━━━ THE RECORDS

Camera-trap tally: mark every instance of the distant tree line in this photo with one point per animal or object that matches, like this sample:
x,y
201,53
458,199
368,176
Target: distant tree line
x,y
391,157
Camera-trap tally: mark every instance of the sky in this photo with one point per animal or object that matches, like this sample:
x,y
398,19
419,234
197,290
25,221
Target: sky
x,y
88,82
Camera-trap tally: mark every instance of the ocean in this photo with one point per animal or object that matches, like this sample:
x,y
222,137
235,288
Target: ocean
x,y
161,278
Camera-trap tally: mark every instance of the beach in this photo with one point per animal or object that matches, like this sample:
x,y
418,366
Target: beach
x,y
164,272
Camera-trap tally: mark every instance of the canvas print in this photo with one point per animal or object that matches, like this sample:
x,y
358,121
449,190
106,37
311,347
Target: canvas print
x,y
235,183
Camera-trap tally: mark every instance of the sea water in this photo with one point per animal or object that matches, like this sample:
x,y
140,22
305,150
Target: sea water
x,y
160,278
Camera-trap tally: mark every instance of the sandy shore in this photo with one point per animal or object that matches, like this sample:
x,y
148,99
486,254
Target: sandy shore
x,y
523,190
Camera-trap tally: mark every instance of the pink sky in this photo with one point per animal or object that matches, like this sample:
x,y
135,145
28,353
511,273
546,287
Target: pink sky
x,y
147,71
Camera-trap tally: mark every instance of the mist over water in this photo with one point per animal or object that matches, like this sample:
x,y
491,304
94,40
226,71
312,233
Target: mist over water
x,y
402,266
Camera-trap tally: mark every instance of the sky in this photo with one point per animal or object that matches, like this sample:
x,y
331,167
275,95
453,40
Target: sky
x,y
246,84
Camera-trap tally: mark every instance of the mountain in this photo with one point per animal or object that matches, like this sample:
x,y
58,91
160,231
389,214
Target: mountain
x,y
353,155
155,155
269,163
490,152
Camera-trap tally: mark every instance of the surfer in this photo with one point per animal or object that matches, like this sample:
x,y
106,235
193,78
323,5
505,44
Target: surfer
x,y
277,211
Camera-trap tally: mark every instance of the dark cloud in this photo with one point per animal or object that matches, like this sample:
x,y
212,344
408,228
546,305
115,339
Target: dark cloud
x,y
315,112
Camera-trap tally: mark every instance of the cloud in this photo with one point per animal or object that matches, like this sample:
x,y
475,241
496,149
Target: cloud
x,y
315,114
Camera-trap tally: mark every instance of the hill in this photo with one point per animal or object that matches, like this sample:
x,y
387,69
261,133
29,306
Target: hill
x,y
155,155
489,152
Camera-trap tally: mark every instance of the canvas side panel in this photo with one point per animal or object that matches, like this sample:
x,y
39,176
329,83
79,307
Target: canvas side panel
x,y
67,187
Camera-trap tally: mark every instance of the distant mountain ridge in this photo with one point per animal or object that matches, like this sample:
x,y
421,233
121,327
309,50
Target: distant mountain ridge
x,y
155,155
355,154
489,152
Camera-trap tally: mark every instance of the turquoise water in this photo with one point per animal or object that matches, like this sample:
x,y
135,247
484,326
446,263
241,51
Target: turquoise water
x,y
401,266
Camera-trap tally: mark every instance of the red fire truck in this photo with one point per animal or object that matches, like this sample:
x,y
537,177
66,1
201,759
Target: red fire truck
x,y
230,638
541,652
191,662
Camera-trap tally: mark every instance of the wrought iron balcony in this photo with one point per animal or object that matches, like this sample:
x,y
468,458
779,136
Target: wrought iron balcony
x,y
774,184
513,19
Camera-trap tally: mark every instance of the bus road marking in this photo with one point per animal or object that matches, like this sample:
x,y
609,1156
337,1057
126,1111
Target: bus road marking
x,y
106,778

━━━━━━

§ REQUIRED TASK: Write out the full listing exactly as given.

§ SOLUTION BELOW:
Camera-trap tally: mark every instance of the distant tree line in this photo with one point per animal or object that matches, like this sample:
x,y
201,53
458,199
368,176
Target: distant tree line
x,y
391,157
Camera-trap tally: mark every instance of the sky in this photo with one point per animal or object that matches, like this sample:
x,y
398,19
419,234
197,290
25,221
Target: sky
x,y
88,82
Camera-trap tally: mark every instance of the ocean in this photo with one point per animal or object that matches, like this sample:
x,y
222,137
235,288
Target: ocean
x,y
161,278
Camera-trap tally: mark every instance of the beach in this photo with one point per animal or object that matches, like this sample:
x,y
418,366
Target: beach
x,y
164,272
Camera-trap tally: mark every instance of the canvas print in this photo with one point per animal or object that matches, like this sample:
x,y
358,121
449,190
106,37
311,347
Target: canvas print
x,y
235,183
Camera-trap tally: mark every instance of the sea water in this photo with one point per animal or object that matches, like this sample:
x,y
140,22
305,150
Target: sea water
x,y
160,278
Camera-trap tally: mark every instance of the sandy shore in this photo with one point per animal or object that matches, like this sample:
x,y
148,99
486,254
Target: sandy shore
x,y
523,190
Camera-trap tally: mark every instance of the pink sky in this photo with one point per animal or object that matches, like this sample:
x,y
135,145
28,353
511,273
546,287
Target: pink sky
x,y
147,71
Camera-trap tally: mark every instance of the mist over water in this photo with one point per animal or object that matches, like this sample:
x,y
491,304
94,40
226,71
312,233
Target: mist over water
x,y
402,266
Camera-trap tally: mark every instance of the sky in this photo with one point per animal or object that matches, like this sample:
x,y
331,167
275,95
453,40
Target: sky
x,y
246,84
Camera-trap tally: mark every instance of the mountain in this photo with one point per animal or object that matches, like this sample:
x,y
58,91
160,231
389,214
Target: mountain
x,y
353,155
155,155
269,163
490,152
Camera-trap tally: mark every instance of the surfer in this photo with one point per animal or object that matches, like this sample:
x,y
106,235
193,78
323,5
505,44
Target: surfer
x,y
277,211
Camera-trap tally: mark every instance of the dark cloud in this photo with one point per animal or object that matches, like this sample:
x,y
212,344
408,228
546,305
115,339
Target: dark cloud
x,y
315,112
Camera-trap tally: mark every instance of the cloud in this photo with one point per animal or object that matches, like this sample:
x,y
475,241
496,149
Target: cloud
x,y
315,114
Camera-trap tally: mark every instance of the hill in this photo with one point per animal or object that matches, like this sample:
x,y
387,69
261,133
29,306
Target: hill
x,y
155,155
489,152
Camera-trap tally: mark every instance of the canvas side panel in this photo with one point per animal or object that matches, like this sample:
x,y
39,176
329,83
79,307
Target: canvas side panel
x,y
67,187
Camera-trap tally: mark every instance of the distant mountain ridge in this photo with one point per animal or object that matches, like this sample:
x,y
421,233
121,327
309,50
Target: distant mountain ridge
x,y
155,155
355,154
489,152
Camera-trap tally: mark every instance of the turquoise water in this photo with one point per animal or object that matches, like this sample:
x,y
135,247
484,326
446,263
241,51
Target: turquoise water
x,y
401,266
Camera-trap tally: mark every instance of the red fire truck in this photo with one point per animal or object that matches, like this sample:
x,y
537,177
66,1
201,759
Target: red fire truck
x,y
230,638
541,652
191,662
Camera-trap tally: mark every instance of the wrought iron balcony in this photo with one point per animal or object that matches, like this sample:
x,y
468,458
779,136
Target: wrought iron balcony
x,y
774,184
513,19
Camera-trap tally: mark every instance of the bus road marking in this photo with one point per animal or object that matches, like this sample:
x,y
609,1156
337,1057
126,1111
Target: bus road marking
x,y
106,778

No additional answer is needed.